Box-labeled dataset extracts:
____________________
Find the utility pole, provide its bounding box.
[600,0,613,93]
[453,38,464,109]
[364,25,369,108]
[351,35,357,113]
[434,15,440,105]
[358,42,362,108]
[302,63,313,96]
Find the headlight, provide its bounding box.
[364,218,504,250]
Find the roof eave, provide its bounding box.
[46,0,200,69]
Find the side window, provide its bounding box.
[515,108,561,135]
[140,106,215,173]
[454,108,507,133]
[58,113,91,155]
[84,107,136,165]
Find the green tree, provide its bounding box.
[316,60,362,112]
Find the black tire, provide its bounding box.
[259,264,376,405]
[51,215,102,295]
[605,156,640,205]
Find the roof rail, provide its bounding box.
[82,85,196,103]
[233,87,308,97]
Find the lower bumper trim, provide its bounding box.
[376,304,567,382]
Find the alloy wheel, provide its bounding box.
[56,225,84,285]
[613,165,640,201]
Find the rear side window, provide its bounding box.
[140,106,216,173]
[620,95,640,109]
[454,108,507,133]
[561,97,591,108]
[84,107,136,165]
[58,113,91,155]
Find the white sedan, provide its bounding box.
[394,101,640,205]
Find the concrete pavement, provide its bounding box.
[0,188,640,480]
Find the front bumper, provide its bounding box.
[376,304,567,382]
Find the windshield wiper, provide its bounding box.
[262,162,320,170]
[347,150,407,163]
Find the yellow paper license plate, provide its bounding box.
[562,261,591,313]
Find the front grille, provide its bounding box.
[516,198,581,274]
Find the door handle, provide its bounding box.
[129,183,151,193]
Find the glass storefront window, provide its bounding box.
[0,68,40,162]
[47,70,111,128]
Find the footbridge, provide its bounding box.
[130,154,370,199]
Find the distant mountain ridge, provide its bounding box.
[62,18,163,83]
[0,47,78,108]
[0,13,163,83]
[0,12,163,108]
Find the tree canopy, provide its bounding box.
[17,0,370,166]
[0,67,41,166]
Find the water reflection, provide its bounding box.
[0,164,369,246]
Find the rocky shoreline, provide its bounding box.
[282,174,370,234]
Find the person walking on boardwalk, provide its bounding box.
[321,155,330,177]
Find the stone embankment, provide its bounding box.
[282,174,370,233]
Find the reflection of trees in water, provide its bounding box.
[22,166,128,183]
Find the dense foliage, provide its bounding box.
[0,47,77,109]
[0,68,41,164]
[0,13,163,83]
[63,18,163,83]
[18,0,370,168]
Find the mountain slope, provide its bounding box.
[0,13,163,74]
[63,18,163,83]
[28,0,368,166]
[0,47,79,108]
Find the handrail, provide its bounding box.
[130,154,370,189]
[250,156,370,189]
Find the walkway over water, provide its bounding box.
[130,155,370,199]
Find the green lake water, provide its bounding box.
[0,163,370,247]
____________________
* [Problem to work on]:
Reproduce all of the lines above verbatim and in their original order.

* [Finished exercise]:
Find the utility pole, provide its bounding box.
[600,0,613,93]
[453,38,464,109]
[364,25,369,108]
[351,35,357,113]
[434,15,440,105]
[358,42,362,108]
[302,63,313,96]
Find the headlight, provide its bounding box.
[364,218,504,250]
Find the roof eave, provide its bounding box.
[46,0,200,69]
Find the side window, provide its bounding box.
[515,108,561,135]
[140,106,215,173]
[454,108,507,133]
[58,113,91,155]
[84,107,136,165]
Find the green tree, provide its bounding box.
[316,60,362,112]
Find the black tire, provide its bounding box.
[259,264,376,405]
[51,215,102,295]
[605,156,640,205]
Find the roof rail, provide its bounding box.
[82,85,196,103]
[233,87,308,97]
Find the lower bumper trim, provide its bounding box.
[376,304,567,382]
Find the alloy wheel, provide its bounding box.
[56,225,84,285]
[613,165,640,201]
Find the rear side window, provide its bounding box.
[140,106,216,173]
[620,95,640,109]
[454,108,507,133]
[561,97,591,108]
[84,107,136,165]
[58,113,91,155]
Find the white sedan, provide its bounding box.
[394,101,640,205]
Find the concrete pavement, provide its bounding box.
[0,188,640,480]
Find the front bumper, provide its bounding box.
[376,304,567,382]
Find the windshield wiper, provide its bounding box.
[262,162,320,170]
[347,150,407,163]
Find the yellow paper license plate, provide its bounding box.
[562,261,591,313]
Find the front grille, provide its bounding box.
[516,198,581,274]
Find the door handle, provide its bounding box.
[129,183,151,193]
Find the glass storefront window, provide its bounding box.
[0,68,40,162]
[47,70,111,128]
Find the footbridge, provide its bounding box.
[130,154,370,199]
Find the distant mountain ridge, provide its bounding box.
[62,18,163,83]
[0,47,78,108]
[0,13,163,83]
[0,12,163,108]
Find the tree canopy, provide its bounding box.
[17,0,370,166]
[0,67,41,166]
Find the water reflection, provide its bounding box.
[0,164,369,246]
Find the rocky shoreline, provide its bounding box.
[282,174,370,234]
Find the person walking on boardwalk, provide its bounding box.
[321,155,330,177]
Find the stone embankment, provide its bounding box.
[282,174,370,233]
Find the reflection of trees in water, provide its bounding box.
[22,166,128,183]
Find the dense foliage, provide its bounding box.
[0,47,77,109]
[0,68,41,164]
[0,13,163,83]
[63,18,163,83]
[18,0,370,168]
Find the mountain slope, provide its bounding box.
[0,13,163,74]
[63,18,163,83]
[28,0,368,166]
[0,47,79,108]
Find the handrail, provide its bounding box.
[130,154,370,189]
[250,156,370,189]
Find the walkway over water, provide its bounding box.
[130,155,370,199]
Find the green lake water, provide its bounding box.
[0,163,370,247]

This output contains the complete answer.